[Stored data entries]

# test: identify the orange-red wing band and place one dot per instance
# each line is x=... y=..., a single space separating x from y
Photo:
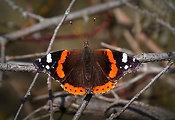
x=114 y=70
x=74 y=90
x=104 y=88
x=59 y=69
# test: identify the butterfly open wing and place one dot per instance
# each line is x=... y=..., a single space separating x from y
x=87 y=71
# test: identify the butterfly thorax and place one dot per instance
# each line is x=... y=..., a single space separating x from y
x=87 y=58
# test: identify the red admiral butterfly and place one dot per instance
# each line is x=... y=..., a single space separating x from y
x=87 y=71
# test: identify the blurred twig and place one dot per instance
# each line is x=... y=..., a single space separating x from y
x=55 y=20
x=23 y=12
x=140 y=92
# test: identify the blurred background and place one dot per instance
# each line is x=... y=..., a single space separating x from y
x=139 y=26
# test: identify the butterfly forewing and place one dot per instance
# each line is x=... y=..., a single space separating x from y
x=116 y=64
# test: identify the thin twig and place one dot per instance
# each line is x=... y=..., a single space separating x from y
x=83 y=106
x=26 y=95
x=155 y=15
x=74 y=15
x=139 y=93
x=48 y=50
x=143 y=58
x=3 y=45
x=7 y=58
x=23 y=12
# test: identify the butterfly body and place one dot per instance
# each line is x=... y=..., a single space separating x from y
x=87 y=71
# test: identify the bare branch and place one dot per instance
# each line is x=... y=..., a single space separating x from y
x=23 y=12
x=55 y=20
x=140 y=92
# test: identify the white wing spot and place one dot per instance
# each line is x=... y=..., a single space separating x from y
x=39 y=60
x=47 y=67
x=124 y=58
x=126 y=67
x=133 y=59
x=49 y=58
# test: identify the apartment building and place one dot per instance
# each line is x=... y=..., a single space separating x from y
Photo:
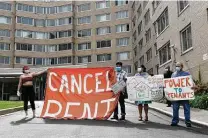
x=56 y=33
x=164 y=32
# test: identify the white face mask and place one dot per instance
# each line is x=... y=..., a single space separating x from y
x=139 y=69
x=27 y=71
x=178 y=69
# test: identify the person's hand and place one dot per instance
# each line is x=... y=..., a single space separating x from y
x=18 y=93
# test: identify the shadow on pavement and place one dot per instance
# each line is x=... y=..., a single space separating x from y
x=21 y=121
x=126 y=124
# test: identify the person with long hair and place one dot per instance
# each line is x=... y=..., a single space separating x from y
x=142 y=72
x=27 y=90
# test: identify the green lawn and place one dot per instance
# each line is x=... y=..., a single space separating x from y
x=10 y=104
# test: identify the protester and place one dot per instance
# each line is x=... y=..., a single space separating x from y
x=142 y=72
x=168 y=73
x=26 y=85
x=121 y=74
x=176 y=104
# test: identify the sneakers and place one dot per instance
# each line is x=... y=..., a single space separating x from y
x=188 y=124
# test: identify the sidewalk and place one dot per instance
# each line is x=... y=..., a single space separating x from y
x=198 y=116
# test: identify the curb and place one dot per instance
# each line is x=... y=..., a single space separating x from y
x=195 y=122
x=11 y=110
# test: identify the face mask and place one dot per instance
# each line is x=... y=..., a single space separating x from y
x=178 y=69
x=139 y=69
x=27 y=71
x=118 y=69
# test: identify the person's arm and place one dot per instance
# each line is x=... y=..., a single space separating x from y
x=39 y=73
x=19 y=85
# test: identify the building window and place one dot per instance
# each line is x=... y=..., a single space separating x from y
x=84 y=7
x=38 y=61
x=51 y=22
x=103 y=57
x=40 y=22
x=4 y=60
x=52 y=61
x=149 y=54
x=64 y=60
x=4 y=33
x=25 y=20
x=182 y=4
x=140 y=28
x=127 y=68
x=62 y=47
x=122 y=41
x=123 y=56
x=84 y=20
x=24 y=47
x=52 y=48
x=186 y=38
x=121 y=2
x=84 y=46
x=165 y=53
x=148 y=35
x=122 y=14
x=104 y=44
x=150 y=71
x=65 y=34
x=102 y=4
x=141 y=60
x=103 y=30
x=5 y=20
x=24 y=7
x=64 y=8
x=64 y=21
x=39 y=48
x=139 y=11
x=147 y=17
x=122 y=28
x=103 y=17
x=23 y=60
x=155 y=47
x=155 y=4
x=4 y=46
x=5 y=6
x=145 y=3
x=162 y=22
x=84 y=59
x=84 y=33
x=141 y=43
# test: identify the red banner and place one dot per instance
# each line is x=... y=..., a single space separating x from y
x=79 y=93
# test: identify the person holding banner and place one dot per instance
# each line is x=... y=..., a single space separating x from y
x=142 y=72
x=26 y=84
x=176 y=104
x=121 y=74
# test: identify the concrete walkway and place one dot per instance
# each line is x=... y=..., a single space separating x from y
x=198 y=116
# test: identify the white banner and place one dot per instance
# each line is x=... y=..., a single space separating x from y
x=179 y=88
x=141 y=89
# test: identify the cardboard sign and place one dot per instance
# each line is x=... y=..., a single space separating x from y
x=138 y=89
x=83 y=93
x=179 y=88
x=118 y=86
x=156 y=84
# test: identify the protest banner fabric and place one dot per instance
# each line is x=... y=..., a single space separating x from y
x=83 y=93
x=179 y=88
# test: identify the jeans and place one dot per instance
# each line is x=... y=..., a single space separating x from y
x=122 y=104
x=186 y=106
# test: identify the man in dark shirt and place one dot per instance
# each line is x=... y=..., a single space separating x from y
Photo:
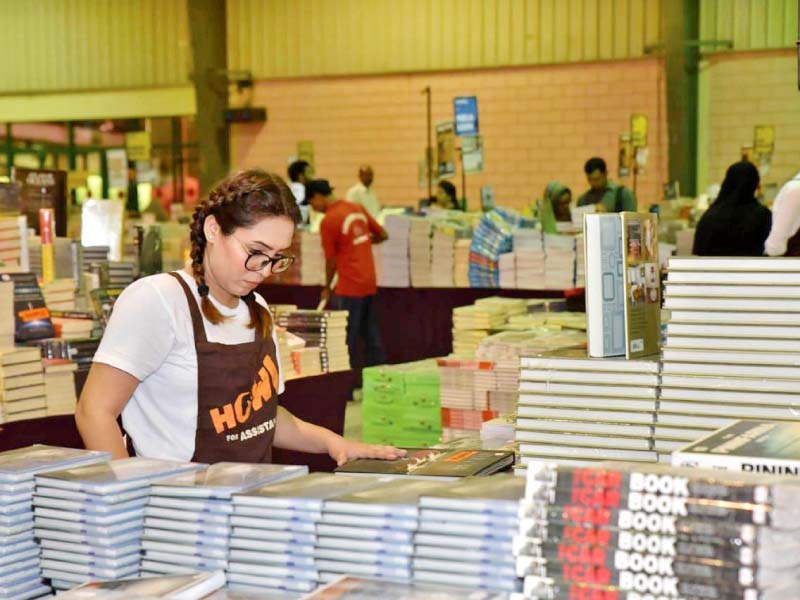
x=606 y=195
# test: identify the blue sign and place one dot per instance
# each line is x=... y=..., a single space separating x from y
x=466 y=115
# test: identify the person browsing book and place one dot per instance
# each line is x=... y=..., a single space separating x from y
x=736 y=224
x=189 y=358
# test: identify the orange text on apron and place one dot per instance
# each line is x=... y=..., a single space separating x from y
x=237 y=395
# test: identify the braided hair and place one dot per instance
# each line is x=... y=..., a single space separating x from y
x=240 y=200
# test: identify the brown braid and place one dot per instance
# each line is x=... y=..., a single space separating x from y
x=240 y=200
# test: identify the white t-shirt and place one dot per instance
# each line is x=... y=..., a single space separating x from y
x=785 y=218
x=363 y=195
x=150 y=336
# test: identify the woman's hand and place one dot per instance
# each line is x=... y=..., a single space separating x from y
x=342 y=450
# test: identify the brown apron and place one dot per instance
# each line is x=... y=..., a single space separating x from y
x=237 y=395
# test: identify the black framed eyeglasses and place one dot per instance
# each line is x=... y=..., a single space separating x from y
x=258 y=261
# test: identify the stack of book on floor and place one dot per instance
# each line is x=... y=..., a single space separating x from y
x=419 y=251
x=22 y=392
x=559 y=262
x=386 y=514
x=120 y=274
x=187 y=587
x=324 y=330
x=394 y=268
x=358 y=588
x=466 y=533
x=89 y=519
x=658 y=531
x=274 y=536
x=461 y=263
x=59 y=386
x=59 y=294
x=733 y=338
x=187 y=519
x=576 y=409
x=507 y=271
x=312 y=267
x=19 y=554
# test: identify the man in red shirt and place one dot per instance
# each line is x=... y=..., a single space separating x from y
x=347 y=233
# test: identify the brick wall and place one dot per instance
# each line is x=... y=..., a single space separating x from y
x=539 y=123
x=749 y=89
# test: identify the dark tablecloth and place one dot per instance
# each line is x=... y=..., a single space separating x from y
x=416 y=323
x=320 y=400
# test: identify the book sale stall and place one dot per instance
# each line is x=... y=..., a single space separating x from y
x=638 y=444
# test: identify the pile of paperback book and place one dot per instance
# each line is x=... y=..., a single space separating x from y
x=654 y=531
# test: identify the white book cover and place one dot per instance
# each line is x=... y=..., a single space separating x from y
x=755 y=446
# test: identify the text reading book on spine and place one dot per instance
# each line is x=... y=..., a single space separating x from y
x=623 y=284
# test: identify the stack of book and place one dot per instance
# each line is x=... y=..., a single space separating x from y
x=120 y=274
x=401 y=404
x=22 y=393
x=655 y=530
x=273 y=540
x=59 y=386
x=576 y=409
x=419 y=250
x=194 y=586
x=187 y=519
x=466 y=534
x=312 y=267
x=59 y=294
x=325 y=330
x=394 y=268
x=385 y=514
x=89 y=519
x=19 y=558
x=461 y=263
x=507 y=271
x=732 y=344
x=7 y=320
x=559 y=262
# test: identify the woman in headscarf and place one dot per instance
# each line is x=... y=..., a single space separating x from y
x=555 y=206
x=736 y=224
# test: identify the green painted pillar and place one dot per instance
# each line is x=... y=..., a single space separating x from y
x=209 y=52
x=681 y=22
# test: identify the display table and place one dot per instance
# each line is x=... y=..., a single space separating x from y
x=320 y=400
x=416 y=323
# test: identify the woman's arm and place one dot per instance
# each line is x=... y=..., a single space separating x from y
x=105 y=394
x=292 y=433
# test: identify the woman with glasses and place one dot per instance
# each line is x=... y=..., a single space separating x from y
x=189 y=359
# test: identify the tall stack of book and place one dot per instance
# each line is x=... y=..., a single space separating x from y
x=312 y=266
x=59 y=294
x=386 y=514
x=559 y=262
x=89 y=519
x=22 y=393
x=461 y=262
x=187 y=518
x=59 y=386
x=466 y=534
x=419 y=250
x=576 y=409
x=274 y=534
x=668 y=532
x=401 y=404
x=20 y=575
x=325 y=330
x=507 y=274
x=394 y=253
x=13 y=237
x=732 y=344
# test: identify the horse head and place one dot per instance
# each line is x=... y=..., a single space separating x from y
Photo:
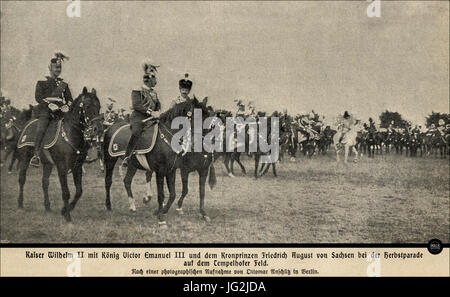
x=85 y=111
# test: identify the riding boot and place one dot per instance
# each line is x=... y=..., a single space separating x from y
x=40 y=132
x=130 y=149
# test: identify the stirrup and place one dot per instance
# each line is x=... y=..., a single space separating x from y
x=35 y=161
x=125 y=161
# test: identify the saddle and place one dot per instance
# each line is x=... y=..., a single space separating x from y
x=119 y=140
x=28 y=135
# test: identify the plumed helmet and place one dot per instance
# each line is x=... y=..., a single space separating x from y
x=185 y=83
x=59 y=58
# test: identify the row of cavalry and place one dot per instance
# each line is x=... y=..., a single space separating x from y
x=70 y=139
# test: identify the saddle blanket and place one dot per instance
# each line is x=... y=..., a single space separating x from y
x=28 y=135
x=119 y=140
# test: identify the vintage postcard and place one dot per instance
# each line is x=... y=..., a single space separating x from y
x=225 y=138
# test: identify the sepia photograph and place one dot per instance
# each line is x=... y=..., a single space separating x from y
x=224 y=122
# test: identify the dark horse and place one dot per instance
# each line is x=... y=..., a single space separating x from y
x=68 y=153
x=234 y=156
x=12 y=124
x=268 y=139
x=164 y=161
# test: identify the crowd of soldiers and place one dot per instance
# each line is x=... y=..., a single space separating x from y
x=305 y=130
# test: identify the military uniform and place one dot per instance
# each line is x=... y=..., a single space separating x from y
x=144 y=102
x=110 y=117
x=183 y=84
x=51 y=87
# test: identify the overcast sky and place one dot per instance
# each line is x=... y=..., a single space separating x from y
x=326 y=56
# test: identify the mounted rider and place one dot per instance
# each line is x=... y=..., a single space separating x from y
x=372 y=127
x=185 y=86
x=145 y=105
x=240 y=112
x=441 y=128
x=346 y=125
x=54 y=98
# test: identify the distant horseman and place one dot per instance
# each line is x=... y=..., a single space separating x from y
x=54 y=97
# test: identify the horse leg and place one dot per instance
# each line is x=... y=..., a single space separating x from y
x=128 y=179
x=226 y=161
x=13 y=159
x=62 y=174
x=238 y=160
x=232 y=159
x=202 y=175
x=110 y=163
x=160 y=190
x=356 y=154
x=24 y=163
x=77 y=175
x=184 y=191
x=256 y=164
x=46 y=172
x=170 y=179
x=337 y=152
x=346 y=151
x=100 y=159
x=274 y=169
x=149 y=190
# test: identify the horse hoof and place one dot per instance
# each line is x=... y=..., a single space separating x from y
x=147 y=199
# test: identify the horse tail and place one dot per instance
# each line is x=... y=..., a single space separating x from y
x=212 y=176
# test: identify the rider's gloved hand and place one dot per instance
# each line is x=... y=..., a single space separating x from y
x=156 y=114
x=64 y=108
x=53 y=106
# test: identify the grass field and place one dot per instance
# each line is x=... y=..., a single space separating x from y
x=389 y=199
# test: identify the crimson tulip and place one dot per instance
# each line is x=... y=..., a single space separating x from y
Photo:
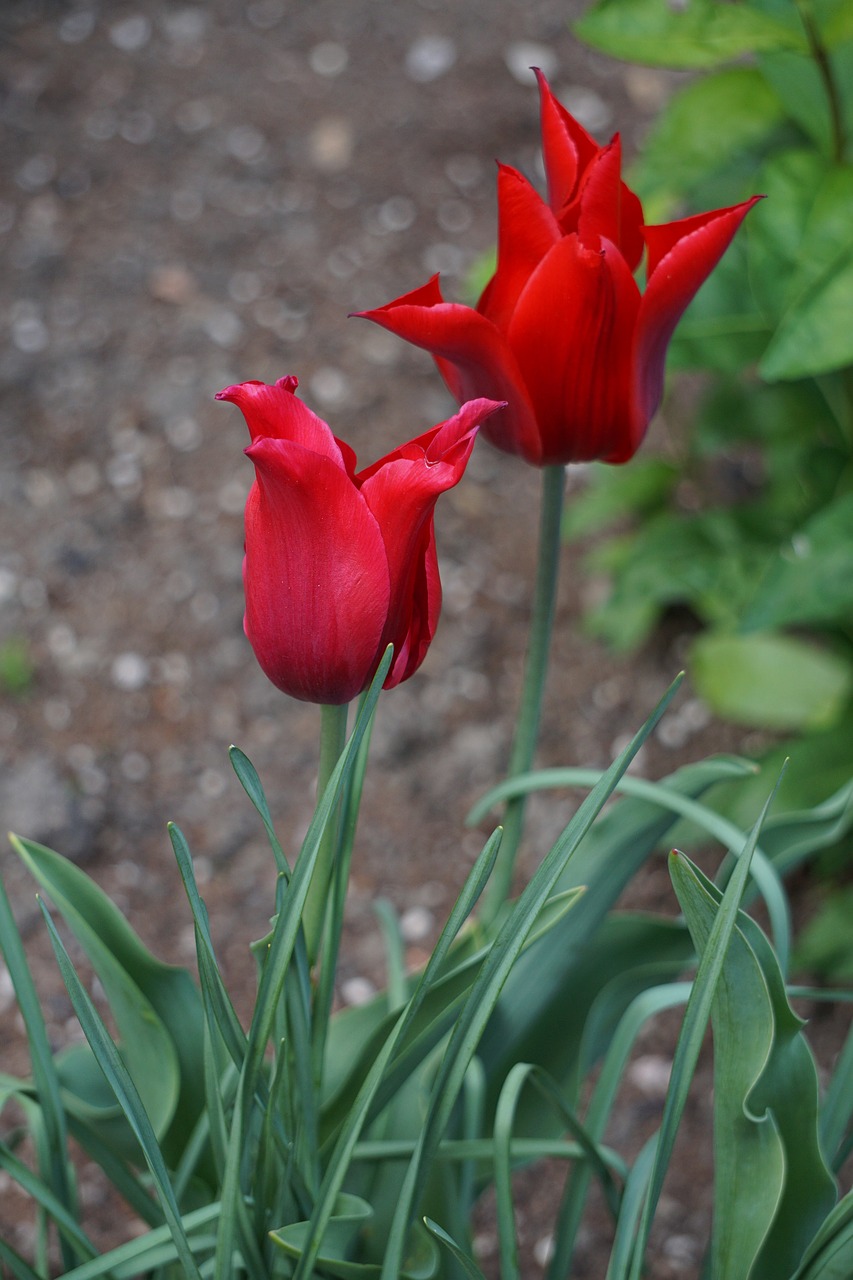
x=561 y=330
x=341 y=563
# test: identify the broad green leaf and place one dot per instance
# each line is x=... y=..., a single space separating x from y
x=556 y=982
x=816 y=332
x=810 y=580
x=790 y=181
x=748 y=1156
x=484 y=993
x=724 y=329
x=788 y=1091
x=830 y=1253
x=703 y=129
x=694 y=35
x=128 y=1096
x=771 y=681
x=614 y=493
x=156 y=1006
x=58 y=1171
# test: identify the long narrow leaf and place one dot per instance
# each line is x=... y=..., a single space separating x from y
x=487 y=988
x=127 y=1095
x=696 y=1019
x=360 y=1110
x=644 y=1006
x=466 y=1264
x=44 y=1073
x=765 y=874
x=290 y=919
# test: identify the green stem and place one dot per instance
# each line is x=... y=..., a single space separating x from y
x=821 y=56
x=527 y=730
x=333 y=735
x=324 y=992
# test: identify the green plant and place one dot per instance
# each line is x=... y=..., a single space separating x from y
x=751 y=528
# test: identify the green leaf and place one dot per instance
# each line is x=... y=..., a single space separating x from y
x=696 y=1020
x=788 y=1091
x=466 y=1264
x=703 y=129
x=350 y=1219
x=771 y=681
x=789 y=179
x=614 y=493
x=156 y=1006
x=810 y=580
x=816 y=332
x=748 y=1155
x=830 y=1255
x=128 y=1095
x=487 y=987
x=694 y=35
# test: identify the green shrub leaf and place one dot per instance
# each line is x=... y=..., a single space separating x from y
x=771 y=681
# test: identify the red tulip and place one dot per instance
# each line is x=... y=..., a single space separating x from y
x=562 y=332
x=341 y=563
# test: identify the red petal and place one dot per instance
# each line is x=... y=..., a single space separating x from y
x=571 y=334
x=401 y=490
x=315 y=575
x=566 y=149
x=527 y=231
x=276 y=412
x=473 y=359
x=680 y=257
x=609 y=209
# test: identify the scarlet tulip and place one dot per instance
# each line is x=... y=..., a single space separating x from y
x=341 y=563
x=561 y=330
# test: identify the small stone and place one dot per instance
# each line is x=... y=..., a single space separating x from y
x=331 y=144
x=131 y=33
x=129 y=672
x=523 y=55
x=357 y=991
x=429 y=58
x=328 y=58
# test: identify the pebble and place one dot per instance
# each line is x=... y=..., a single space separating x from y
x=331 y=145
x=357 y=991
x=131 y=33
x=328 y=58
x=129 y=672
x=429 y=58
x=651 y=1075
x=523 y=55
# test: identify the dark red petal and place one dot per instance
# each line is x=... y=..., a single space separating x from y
x=276 y=412
x=571 y=334
x=315 y=575
x=527 y=231
x=401 y=492
x=609 y=209
x=680 y=257
x=566 y=149
x=473 y=359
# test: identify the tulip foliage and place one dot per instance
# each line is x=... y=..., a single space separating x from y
x=749 y=519
x=356 y=1142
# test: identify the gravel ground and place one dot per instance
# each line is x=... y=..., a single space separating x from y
x=195 y=196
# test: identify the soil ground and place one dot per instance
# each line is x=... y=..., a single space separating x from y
x=194 y=196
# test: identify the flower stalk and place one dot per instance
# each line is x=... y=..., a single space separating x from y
x=333 y=732
x=536 y=671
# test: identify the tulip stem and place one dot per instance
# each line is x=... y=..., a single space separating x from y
x=527 y=731
x=333 y=735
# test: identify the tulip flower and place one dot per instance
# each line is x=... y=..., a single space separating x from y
x=561 y=330
x=341 y=563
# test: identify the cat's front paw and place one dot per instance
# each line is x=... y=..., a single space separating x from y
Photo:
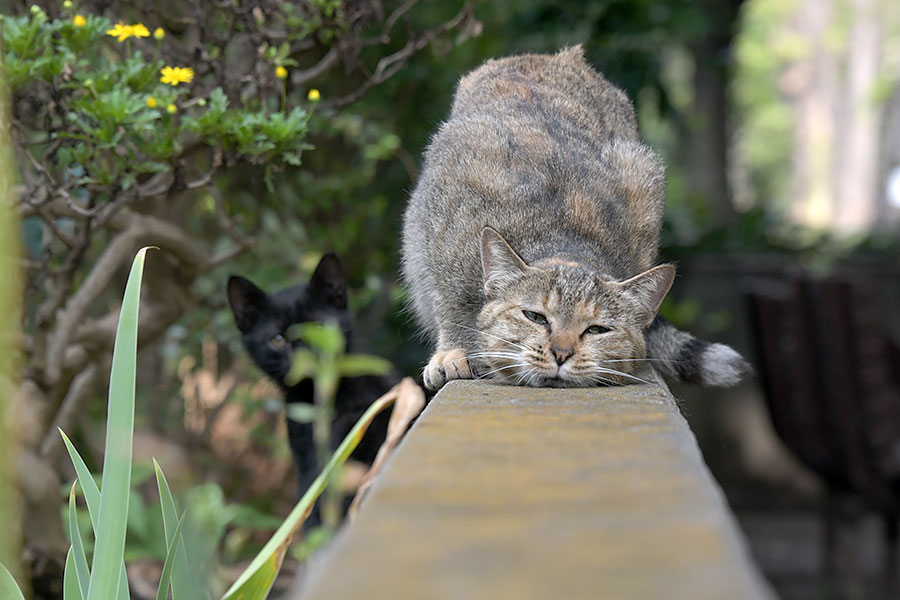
x=446 y=365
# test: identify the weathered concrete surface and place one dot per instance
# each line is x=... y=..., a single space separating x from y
x=519 y=493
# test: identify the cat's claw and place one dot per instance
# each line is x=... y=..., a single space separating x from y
x=445 y=366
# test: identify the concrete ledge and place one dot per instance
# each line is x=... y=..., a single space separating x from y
x=520 y=493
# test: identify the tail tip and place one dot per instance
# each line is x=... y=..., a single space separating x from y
x=722 y=366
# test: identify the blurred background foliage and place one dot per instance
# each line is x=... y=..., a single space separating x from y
x=735 y=94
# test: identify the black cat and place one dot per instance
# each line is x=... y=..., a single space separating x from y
x=263 y=320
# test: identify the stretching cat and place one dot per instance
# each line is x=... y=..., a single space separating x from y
x=530 y=240
x=263 y=320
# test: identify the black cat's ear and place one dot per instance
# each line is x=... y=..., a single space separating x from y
x=499 y=262
x=649 y=288
x=246 y=302
x=328 y=282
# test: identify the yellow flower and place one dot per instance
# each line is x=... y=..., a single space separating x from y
x=176 y=75
x=121 y=31
x=138 y=30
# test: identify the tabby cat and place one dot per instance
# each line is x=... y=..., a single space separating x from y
x=530 y=241
x=263 y=320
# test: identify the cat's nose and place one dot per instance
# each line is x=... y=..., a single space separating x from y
x=561 y=354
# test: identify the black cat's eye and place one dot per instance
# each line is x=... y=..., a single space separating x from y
x=536 y=317
x=597 y=329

→ **TASK PROMPT**
All lines in the records with the string "tulip" should be copied out.

→ **ANSWER SPACE**
# test: identify the crimson tulip and place one dot per instance
# test: identify the red tulip and place one dot per instance
# test: identify the scarlet tulip and place one dot per instance
# test: identify the tulip foliage and place one dot per instance
# test: identify the tulip stem and place one dot per instance
# test: identify the tulip flower and place one dot per instance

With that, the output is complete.